#### Set exercise 1
List every method the page extract on South Africa's 2026 anti-immigrant movement names as used by the movement.

#### Page extract
- Date: January 2026 – present
- Location: South Africa
- Caused by: Opposition to illegal immigration, unemployment, economic inequality, concerns over crime
- Goals: Deportation of documented and undocumented immigrants, stricter immigration enforcement
- Methods: Demonstrations, protests, workplace inspections, community patrols, boycotts
- Status: Ongoing

Parties
| Anti-immigrant groups | Foreign nationals and migrant communities |

Lead figures
- Leaders of Operation Dudula; Leaders of Put South Africans First; Leaders of March and March; Saad Kassis-Mohamed; Tedros Adhanom Ghebreyesus; Decentralized leadership;

Casualties
- Deaths: 10+
- Injuries: Unknown

= 2026 anti-immigrant movement and xenophobia in South Africa =

The 2026 anti-immigrant movement and xenophobia in South Africa is an ongoing series of protests, campaigns, demonstrations and incidents of violence directed against illegal and legal foreign nationals in South Africa. The movement intensified in 2026 amid concerns over unemployment, crime, illegal immigration and pressure on public services. Supporters have called for stricter immigration enforcement and the deportation of documented and undocumented migrants, while critics, including human rights organisations and labour unions, have characterized aspects of the movement as xenophobic.

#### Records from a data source
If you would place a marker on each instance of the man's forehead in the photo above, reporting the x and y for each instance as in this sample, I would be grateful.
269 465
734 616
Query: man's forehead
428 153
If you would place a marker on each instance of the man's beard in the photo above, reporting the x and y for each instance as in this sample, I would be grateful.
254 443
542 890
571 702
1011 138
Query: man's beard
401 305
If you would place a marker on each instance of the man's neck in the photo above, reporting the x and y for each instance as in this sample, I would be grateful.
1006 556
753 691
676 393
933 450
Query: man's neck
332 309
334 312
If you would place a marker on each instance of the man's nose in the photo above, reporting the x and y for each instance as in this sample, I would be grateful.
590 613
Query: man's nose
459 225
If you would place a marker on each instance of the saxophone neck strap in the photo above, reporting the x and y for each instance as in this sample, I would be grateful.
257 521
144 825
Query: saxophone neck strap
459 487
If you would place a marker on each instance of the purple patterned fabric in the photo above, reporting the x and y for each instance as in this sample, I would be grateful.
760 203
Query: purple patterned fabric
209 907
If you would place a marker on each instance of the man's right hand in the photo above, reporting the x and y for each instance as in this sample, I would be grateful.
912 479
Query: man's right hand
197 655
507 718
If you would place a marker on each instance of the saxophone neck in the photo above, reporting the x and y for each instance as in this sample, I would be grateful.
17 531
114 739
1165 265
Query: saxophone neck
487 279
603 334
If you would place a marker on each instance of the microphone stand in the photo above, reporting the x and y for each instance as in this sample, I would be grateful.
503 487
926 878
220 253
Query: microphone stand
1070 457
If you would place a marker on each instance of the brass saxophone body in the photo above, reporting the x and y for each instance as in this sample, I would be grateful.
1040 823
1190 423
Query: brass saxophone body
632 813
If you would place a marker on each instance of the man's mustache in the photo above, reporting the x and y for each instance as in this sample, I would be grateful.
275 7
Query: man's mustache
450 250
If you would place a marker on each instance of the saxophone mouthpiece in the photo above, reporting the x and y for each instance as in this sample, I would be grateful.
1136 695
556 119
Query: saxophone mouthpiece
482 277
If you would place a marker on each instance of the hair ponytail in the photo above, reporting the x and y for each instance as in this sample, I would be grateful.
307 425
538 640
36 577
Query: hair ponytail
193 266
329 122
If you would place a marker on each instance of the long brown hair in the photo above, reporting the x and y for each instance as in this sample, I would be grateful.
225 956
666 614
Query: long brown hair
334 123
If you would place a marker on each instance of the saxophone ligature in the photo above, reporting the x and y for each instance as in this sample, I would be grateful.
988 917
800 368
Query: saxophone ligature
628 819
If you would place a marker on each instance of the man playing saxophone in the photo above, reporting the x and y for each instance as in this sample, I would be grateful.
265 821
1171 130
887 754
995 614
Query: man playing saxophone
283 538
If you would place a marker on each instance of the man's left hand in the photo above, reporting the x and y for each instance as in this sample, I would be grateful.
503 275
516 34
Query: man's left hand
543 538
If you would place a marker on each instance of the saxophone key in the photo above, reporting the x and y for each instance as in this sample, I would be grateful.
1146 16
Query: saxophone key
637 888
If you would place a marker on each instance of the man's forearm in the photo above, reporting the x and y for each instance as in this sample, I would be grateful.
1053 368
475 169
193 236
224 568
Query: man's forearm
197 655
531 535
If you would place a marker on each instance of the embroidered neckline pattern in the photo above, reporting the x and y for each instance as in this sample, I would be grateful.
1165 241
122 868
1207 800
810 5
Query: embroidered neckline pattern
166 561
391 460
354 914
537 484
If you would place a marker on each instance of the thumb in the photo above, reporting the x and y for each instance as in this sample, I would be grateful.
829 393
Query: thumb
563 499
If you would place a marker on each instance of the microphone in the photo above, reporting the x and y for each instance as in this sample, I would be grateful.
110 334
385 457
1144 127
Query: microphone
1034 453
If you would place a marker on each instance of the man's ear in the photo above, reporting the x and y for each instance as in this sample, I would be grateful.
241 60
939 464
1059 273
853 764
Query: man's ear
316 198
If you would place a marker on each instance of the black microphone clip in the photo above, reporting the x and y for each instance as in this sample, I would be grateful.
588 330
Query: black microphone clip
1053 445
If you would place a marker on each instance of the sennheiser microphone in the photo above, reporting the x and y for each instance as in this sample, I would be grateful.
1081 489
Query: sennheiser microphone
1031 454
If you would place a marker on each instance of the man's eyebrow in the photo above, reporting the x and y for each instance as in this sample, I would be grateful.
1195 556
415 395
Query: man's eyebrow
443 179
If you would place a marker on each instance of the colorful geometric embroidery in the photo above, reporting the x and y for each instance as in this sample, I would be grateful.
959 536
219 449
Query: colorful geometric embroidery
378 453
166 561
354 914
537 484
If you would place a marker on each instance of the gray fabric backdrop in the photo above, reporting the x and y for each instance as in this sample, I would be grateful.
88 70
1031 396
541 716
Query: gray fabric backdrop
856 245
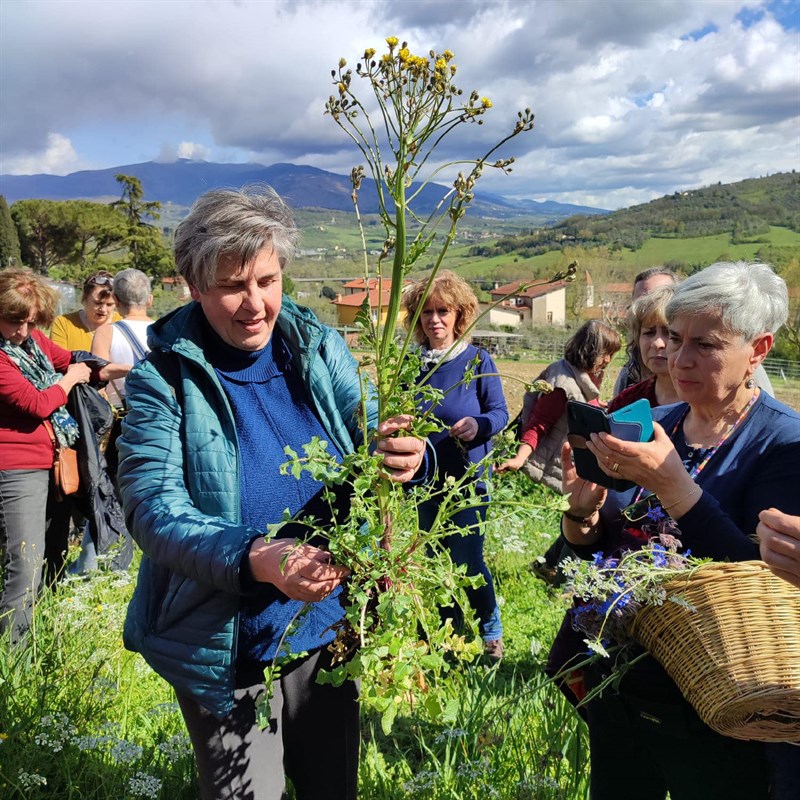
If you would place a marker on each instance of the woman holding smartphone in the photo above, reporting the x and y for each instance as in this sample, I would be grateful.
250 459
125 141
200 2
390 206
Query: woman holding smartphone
720 456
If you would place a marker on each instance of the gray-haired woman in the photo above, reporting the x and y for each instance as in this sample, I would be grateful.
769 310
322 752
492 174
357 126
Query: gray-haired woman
719 457
232 380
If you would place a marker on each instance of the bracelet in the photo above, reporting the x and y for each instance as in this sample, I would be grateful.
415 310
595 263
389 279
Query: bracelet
580 520
692 493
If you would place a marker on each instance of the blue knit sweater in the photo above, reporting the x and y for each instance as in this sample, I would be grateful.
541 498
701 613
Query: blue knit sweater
483 399
271 410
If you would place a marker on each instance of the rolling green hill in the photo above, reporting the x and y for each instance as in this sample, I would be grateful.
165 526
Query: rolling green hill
744 212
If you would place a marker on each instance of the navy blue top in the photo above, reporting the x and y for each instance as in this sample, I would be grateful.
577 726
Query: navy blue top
758 467
483 399
271 410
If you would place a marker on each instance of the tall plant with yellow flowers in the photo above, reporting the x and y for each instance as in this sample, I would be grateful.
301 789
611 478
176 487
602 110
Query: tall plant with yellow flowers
393 636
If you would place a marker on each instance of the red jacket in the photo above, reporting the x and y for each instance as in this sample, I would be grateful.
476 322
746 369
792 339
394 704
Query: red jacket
24 440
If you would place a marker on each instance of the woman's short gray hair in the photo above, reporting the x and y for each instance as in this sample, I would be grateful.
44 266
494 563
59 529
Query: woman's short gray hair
132 287
233 222
749 298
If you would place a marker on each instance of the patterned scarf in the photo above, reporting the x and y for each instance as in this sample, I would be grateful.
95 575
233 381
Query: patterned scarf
38 369
430 358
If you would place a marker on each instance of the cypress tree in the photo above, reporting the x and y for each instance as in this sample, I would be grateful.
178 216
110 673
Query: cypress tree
9 240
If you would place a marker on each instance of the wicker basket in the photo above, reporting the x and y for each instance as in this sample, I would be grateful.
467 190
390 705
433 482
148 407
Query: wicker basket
736 658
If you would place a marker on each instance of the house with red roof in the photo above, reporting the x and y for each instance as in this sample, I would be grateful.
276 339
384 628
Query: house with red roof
526 305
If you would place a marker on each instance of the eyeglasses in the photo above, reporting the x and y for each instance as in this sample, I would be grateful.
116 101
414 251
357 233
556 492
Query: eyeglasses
647 506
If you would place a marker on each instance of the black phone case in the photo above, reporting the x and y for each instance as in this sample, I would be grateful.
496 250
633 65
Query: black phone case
583 420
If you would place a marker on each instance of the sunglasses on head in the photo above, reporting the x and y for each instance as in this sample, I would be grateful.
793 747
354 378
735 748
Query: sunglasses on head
32 323
99 280
643 508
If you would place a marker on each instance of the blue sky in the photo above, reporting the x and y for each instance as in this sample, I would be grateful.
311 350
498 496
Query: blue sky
633 99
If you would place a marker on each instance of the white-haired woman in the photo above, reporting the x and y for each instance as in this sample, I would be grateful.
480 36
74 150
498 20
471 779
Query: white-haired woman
233 379
718 458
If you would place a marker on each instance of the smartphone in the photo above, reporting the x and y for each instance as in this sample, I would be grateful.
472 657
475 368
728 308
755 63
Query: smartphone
633 423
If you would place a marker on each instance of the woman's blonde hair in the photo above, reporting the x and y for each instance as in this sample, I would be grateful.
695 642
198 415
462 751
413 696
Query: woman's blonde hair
448 289
23 293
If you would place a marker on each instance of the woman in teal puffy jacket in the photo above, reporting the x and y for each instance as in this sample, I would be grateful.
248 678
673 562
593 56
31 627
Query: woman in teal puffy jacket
234 378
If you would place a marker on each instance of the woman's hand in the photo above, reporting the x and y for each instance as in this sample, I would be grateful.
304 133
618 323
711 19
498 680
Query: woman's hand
75 374
300 571
653 465
779 542
466 429
402 455
515 463
111 371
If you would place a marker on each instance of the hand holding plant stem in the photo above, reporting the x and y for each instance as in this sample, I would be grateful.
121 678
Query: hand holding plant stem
392 636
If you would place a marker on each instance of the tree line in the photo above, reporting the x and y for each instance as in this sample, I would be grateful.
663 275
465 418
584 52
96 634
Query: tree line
77 236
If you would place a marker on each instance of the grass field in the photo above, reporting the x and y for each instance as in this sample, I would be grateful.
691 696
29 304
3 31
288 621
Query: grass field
81 718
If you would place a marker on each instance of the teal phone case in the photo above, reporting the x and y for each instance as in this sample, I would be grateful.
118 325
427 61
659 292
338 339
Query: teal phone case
633 423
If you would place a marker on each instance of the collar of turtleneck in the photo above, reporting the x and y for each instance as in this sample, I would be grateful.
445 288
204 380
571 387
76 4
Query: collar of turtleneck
246 366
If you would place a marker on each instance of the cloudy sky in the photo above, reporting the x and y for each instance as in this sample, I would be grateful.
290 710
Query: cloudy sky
633 98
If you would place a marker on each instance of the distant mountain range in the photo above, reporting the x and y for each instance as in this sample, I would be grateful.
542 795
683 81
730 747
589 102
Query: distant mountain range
182 181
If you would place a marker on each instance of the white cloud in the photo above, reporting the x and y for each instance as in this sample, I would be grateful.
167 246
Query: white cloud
194 151
57 158
627 100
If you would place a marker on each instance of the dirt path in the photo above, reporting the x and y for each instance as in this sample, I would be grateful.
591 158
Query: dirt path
514 372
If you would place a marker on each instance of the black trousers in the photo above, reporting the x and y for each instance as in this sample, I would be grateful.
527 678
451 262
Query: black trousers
313 739
646 740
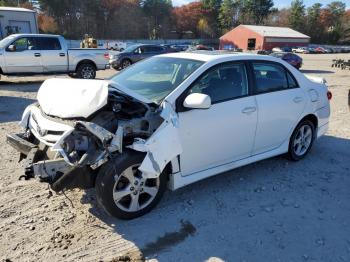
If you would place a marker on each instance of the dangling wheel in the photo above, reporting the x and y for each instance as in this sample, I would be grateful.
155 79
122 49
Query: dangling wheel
122 189
301 140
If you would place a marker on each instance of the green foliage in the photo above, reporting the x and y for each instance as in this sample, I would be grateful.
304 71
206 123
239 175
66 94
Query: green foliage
297 15
229 13
258 10
128 19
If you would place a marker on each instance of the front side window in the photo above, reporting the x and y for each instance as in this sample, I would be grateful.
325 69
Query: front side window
156 77
269 77
25 43
49 43
223 82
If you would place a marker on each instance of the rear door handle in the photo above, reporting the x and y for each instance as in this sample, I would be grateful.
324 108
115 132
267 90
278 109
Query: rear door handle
297 99
249 110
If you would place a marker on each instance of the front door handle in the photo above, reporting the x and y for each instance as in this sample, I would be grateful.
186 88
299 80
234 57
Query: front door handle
297 99
249 110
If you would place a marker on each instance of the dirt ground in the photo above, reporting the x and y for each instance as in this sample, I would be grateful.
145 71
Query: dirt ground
274 210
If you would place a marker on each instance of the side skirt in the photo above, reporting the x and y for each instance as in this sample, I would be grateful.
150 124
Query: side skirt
176 180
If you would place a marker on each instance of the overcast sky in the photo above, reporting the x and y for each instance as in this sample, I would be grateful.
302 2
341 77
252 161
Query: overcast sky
278 3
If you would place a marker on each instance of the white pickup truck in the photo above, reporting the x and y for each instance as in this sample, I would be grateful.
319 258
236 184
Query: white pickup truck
38 54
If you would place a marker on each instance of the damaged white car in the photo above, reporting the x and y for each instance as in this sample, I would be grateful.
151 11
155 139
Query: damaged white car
168 121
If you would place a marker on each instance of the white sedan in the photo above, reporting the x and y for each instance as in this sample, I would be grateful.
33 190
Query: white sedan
170 120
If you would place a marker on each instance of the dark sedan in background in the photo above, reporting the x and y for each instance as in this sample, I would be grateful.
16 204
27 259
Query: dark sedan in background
135 53
290 58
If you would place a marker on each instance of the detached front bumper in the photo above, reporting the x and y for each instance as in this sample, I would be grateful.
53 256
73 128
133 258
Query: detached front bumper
115 63
18 142
56 172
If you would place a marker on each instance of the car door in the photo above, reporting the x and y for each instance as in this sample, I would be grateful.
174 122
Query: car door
224 132
53 57
25 58
280 103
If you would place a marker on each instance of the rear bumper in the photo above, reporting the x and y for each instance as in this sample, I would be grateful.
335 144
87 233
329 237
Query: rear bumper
321 130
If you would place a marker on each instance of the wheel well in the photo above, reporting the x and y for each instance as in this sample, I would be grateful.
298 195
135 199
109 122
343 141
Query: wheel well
311 118
86 61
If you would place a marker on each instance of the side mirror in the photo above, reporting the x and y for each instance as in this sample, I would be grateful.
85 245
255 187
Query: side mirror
11 48
197 101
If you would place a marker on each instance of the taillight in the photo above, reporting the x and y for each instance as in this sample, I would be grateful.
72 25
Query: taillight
329 95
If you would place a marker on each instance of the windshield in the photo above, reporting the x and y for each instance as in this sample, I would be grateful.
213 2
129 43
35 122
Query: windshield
6 41
156 77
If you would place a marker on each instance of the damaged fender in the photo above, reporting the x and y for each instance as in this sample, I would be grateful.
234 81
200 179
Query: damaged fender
163 146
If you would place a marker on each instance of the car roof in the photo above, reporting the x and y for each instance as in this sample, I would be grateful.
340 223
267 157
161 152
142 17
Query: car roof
206 56
34 35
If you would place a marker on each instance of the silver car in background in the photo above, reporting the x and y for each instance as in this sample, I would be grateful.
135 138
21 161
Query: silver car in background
35 54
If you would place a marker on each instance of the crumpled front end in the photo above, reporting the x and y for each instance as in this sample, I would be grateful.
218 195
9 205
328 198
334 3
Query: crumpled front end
68 153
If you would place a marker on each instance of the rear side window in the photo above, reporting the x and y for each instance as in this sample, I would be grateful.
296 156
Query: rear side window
269 77
291 81
49 43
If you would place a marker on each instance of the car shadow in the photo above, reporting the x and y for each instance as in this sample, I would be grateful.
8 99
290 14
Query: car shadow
267 209
21 86
306 71
11 108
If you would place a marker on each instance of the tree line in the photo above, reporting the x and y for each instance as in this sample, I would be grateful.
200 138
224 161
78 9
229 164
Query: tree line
159 19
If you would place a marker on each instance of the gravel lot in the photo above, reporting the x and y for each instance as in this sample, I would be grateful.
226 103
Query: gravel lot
274 210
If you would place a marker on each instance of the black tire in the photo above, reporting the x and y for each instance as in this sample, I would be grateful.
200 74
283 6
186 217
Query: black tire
125 63
109 177
292 151
86 71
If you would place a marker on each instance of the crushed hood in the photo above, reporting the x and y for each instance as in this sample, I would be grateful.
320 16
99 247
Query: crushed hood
71 98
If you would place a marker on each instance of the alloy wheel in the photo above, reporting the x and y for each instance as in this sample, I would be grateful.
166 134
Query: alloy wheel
87 72
132 192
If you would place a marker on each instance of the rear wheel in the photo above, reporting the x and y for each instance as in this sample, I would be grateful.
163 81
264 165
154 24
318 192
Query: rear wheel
301 141
86 71
122 189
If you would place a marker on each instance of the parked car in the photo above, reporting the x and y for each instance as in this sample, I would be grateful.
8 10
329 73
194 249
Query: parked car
301 50
35 54
135 53
180 48
117 46
282 49
169 120
320 50
290 58
169 48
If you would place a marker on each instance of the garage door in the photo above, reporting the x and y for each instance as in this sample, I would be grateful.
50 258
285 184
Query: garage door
22 26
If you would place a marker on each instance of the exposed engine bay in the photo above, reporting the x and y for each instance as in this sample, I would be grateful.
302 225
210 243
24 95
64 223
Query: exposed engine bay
67 152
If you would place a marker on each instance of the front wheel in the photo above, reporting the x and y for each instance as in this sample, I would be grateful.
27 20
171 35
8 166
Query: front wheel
126 63
122 190
301 141
86 71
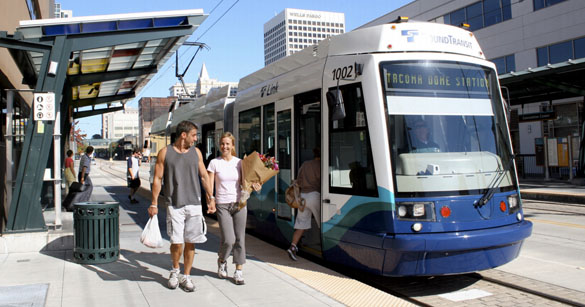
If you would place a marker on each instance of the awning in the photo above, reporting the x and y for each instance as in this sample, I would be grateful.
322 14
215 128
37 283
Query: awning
545 83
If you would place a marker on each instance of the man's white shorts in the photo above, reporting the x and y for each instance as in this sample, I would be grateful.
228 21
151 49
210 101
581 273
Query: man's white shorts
186 224
312 206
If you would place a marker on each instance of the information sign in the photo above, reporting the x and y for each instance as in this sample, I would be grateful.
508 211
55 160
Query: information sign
44 106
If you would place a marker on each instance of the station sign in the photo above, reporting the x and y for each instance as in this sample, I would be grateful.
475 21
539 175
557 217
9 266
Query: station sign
44 106
540 116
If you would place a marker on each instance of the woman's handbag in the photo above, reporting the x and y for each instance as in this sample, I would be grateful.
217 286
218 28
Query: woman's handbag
151 236
293 196
69 176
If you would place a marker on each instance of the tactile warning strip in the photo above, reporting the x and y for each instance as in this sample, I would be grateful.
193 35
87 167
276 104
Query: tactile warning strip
340 288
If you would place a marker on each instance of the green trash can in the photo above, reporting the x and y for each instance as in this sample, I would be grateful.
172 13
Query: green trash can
96 232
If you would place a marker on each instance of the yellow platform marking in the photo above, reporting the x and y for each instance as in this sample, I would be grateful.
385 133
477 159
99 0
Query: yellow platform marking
557 223
345 290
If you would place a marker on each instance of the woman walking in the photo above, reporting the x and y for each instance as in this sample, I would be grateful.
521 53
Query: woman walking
225 172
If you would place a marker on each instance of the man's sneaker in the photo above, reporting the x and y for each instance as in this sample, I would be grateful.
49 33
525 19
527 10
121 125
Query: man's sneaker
239 277
221 269
174 279
187 284
292 252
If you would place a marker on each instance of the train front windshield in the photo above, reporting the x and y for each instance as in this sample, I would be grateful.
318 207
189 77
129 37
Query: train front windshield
448 134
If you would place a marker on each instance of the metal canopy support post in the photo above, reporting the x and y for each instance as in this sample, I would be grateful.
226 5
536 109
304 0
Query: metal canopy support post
9 158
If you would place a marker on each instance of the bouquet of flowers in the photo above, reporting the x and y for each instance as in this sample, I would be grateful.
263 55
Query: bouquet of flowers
256 168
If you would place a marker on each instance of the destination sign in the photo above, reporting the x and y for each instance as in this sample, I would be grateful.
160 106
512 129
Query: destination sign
438 79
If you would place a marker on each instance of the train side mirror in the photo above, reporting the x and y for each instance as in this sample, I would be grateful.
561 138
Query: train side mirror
335 103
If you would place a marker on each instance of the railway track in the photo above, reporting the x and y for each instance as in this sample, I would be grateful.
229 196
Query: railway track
491 287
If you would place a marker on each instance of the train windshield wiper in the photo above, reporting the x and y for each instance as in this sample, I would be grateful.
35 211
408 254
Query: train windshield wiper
497 180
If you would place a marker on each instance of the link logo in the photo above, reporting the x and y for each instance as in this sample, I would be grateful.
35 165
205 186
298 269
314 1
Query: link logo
410 34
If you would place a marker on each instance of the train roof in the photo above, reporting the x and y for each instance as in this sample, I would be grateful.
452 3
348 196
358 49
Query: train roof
159 124
410 36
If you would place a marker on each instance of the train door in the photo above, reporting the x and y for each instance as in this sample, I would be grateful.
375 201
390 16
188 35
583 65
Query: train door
209 147
284 155
308 137
347 171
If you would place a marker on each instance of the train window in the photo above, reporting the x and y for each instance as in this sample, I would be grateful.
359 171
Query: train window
249 131
351 167
283 150
268 130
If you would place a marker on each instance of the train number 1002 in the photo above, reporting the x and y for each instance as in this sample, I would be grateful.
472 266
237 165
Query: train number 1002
343 73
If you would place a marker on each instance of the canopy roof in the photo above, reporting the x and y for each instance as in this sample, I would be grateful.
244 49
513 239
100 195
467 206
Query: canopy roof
545 83
101 72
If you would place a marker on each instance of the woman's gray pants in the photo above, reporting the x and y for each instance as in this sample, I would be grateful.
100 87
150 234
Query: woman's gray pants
232 226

#### Set exercise 2
Gather each line of the entries that holds the string "gravel". Only case-exact matches count.

#### Exercise output 1
Demonstrations
Protests
Workplace inspections
Community patrols
Boycotts

#### Exercise output 2
If you would place a marker on each instance of the gravel lot in the photo above, reporting the x and y for each instance as in this sample, I would be grateful.
Query: gravel lot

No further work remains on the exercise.